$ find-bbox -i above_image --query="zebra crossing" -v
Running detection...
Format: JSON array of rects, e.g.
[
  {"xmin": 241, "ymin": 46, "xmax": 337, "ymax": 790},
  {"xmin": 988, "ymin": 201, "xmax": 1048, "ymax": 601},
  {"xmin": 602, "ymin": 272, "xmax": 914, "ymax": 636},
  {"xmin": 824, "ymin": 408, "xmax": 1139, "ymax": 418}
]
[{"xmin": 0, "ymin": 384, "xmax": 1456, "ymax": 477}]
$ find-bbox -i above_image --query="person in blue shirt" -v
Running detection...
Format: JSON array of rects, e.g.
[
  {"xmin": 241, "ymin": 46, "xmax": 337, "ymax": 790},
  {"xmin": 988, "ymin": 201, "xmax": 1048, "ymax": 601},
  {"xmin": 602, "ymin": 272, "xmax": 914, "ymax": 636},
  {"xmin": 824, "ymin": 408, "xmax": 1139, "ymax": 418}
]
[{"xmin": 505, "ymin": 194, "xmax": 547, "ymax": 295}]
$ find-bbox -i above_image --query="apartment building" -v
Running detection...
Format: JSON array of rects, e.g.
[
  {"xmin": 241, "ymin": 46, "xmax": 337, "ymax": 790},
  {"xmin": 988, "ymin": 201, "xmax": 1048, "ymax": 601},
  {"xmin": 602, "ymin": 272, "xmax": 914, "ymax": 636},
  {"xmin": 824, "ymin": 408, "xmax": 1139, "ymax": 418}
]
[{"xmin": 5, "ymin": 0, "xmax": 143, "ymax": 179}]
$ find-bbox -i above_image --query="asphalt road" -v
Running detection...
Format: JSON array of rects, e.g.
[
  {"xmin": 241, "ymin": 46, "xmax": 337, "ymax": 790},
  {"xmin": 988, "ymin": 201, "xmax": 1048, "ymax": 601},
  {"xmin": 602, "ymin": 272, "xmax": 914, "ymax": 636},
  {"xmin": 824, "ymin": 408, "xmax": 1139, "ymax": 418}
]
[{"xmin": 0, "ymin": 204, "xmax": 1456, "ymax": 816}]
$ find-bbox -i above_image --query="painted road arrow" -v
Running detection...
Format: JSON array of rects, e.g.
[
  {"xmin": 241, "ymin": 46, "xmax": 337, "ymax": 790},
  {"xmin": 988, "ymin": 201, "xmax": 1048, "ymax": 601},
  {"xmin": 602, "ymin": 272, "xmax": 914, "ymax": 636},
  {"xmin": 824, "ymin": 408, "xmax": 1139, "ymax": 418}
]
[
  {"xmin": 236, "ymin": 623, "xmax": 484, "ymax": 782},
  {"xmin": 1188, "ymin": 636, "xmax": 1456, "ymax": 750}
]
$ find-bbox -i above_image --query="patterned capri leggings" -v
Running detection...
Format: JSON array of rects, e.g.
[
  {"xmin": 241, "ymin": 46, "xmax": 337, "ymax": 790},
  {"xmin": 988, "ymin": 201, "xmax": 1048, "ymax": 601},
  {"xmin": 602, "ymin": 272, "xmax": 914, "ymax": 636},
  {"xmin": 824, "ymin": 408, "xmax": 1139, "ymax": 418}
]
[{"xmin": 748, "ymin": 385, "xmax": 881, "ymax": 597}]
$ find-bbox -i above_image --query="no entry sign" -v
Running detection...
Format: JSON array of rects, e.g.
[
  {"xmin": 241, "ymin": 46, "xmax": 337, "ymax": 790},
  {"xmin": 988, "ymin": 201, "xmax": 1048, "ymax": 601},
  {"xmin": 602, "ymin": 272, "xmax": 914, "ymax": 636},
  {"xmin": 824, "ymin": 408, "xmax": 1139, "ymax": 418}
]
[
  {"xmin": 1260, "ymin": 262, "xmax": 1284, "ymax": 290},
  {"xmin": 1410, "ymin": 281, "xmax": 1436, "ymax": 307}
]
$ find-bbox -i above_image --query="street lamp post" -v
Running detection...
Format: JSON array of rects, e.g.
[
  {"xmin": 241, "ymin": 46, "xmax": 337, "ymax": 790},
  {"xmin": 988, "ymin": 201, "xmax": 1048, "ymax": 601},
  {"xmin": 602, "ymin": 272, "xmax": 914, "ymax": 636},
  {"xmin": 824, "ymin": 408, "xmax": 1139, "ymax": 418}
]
##############################
▶ **The problem**:
How many lines in the rows above contain the string "find" with matching case? Give only the number.

▶ **Complete response**:
8